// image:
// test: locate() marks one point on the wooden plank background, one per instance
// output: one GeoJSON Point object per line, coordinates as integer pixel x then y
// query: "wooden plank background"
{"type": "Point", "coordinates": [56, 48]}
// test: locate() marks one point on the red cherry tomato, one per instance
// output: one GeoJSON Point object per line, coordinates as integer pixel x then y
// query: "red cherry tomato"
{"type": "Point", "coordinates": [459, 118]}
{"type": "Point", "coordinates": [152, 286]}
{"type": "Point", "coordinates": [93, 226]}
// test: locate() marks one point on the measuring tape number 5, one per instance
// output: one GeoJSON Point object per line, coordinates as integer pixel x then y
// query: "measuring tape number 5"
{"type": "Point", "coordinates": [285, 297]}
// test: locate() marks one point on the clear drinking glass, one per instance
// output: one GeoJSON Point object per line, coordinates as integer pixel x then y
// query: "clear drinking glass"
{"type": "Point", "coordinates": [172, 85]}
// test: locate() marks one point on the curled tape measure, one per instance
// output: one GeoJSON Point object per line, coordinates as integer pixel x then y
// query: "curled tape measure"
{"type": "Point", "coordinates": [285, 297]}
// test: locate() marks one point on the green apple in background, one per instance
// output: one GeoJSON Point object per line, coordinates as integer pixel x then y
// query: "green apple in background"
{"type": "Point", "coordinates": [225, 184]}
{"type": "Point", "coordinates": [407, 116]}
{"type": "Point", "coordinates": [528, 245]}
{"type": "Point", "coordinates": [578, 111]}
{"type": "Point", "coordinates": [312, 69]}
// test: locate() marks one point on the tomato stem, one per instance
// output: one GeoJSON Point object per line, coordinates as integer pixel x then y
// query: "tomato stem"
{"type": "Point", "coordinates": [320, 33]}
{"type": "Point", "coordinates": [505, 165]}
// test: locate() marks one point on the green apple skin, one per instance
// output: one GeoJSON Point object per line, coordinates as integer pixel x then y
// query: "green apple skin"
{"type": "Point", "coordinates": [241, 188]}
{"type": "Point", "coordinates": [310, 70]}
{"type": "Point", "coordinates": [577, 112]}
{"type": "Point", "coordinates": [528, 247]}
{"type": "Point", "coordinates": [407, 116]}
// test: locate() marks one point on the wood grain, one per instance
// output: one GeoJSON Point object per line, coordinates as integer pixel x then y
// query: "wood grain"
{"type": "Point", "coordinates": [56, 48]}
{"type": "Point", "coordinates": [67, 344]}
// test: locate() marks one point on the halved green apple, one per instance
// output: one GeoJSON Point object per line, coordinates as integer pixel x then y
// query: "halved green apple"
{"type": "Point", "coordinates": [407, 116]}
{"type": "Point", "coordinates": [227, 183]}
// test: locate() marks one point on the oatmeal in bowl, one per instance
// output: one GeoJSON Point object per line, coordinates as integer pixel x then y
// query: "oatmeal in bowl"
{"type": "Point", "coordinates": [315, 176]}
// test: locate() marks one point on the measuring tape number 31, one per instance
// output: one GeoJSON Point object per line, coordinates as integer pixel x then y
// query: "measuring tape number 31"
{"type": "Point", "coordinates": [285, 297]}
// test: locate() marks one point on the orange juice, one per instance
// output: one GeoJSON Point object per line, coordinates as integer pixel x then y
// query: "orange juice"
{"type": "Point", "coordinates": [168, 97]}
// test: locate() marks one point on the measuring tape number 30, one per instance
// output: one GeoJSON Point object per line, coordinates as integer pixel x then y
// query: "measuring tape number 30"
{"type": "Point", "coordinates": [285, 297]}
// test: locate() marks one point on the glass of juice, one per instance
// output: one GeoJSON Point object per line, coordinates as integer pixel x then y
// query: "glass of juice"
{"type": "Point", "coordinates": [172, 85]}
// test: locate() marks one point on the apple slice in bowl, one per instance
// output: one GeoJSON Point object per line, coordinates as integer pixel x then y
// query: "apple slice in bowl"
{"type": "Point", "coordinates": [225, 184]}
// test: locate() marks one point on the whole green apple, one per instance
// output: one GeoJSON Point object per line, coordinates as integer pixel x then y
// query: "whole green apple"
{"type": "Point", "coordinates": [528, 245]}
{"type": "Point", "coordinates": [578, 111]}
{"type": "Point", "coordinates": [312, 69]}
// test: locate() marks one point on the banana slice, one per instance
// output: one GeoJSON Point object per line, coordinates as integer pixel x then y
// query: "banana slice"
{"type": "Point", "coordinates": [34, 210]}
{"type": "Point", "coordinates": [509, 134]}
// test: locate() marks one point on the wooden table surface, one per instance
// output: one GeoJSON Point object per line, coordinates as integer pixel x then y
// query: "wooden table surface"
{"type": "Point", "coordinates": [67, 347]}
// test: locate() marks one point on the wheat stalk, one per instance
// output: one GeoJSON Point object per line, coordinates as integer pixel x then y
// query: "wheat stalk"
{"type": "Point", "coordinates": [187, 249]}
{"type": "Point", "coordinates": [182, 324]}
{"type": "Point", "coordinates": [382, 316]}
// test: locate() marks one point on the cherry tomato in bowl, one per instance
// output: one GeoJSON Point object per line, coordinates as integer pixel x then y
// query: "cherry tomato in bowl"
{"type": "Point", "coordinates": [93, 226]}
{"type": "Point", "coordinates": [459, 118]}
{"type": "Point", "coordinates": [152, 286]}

| CEL ZADANIA |
Podaj jako listę JSON napisów wiersze powyższych danych od wiersza zawierającego „stalk, one per instance” aż do końca danych, z oboma krańcami włącznie. Każdy wiersz zapisz jako osobny napis, a puste wiersze pomiń.

| PEŁNA ODPOWIEDŹ |
[
  "// test: locate() marks one point on the wheat stalk, one per instance",
  "// output: one GeoJSON Point object per line, coordinates as integer pixel x then y",
  "// query: \"wheat stalk\"",
  "{\"type\": \"Point\", \"coordinates\": [187, 249]}",
  "{\"type\": \"Point\", \"coordinates\": [182, 324]}",
  "{\"type\": \"Point\", \"coordinates\": [382, 316]}",
  "// test: locate() marks one point on the cherry tomato in bowl, one per instance",
  "// output: one GeoJSON Point object per line, coordinates as integer pixel x then y",
  "// query: \"cherry tomato in bowl\"",
  "{\"type\": \"Point\", \"coordinates\": [93, 226]}",
  "{\"type\": \"Point\", \"coordinates\": [459, 118]}",
  "{\"type\": \"Point\", \"coordinates\": [152, 286]}"
]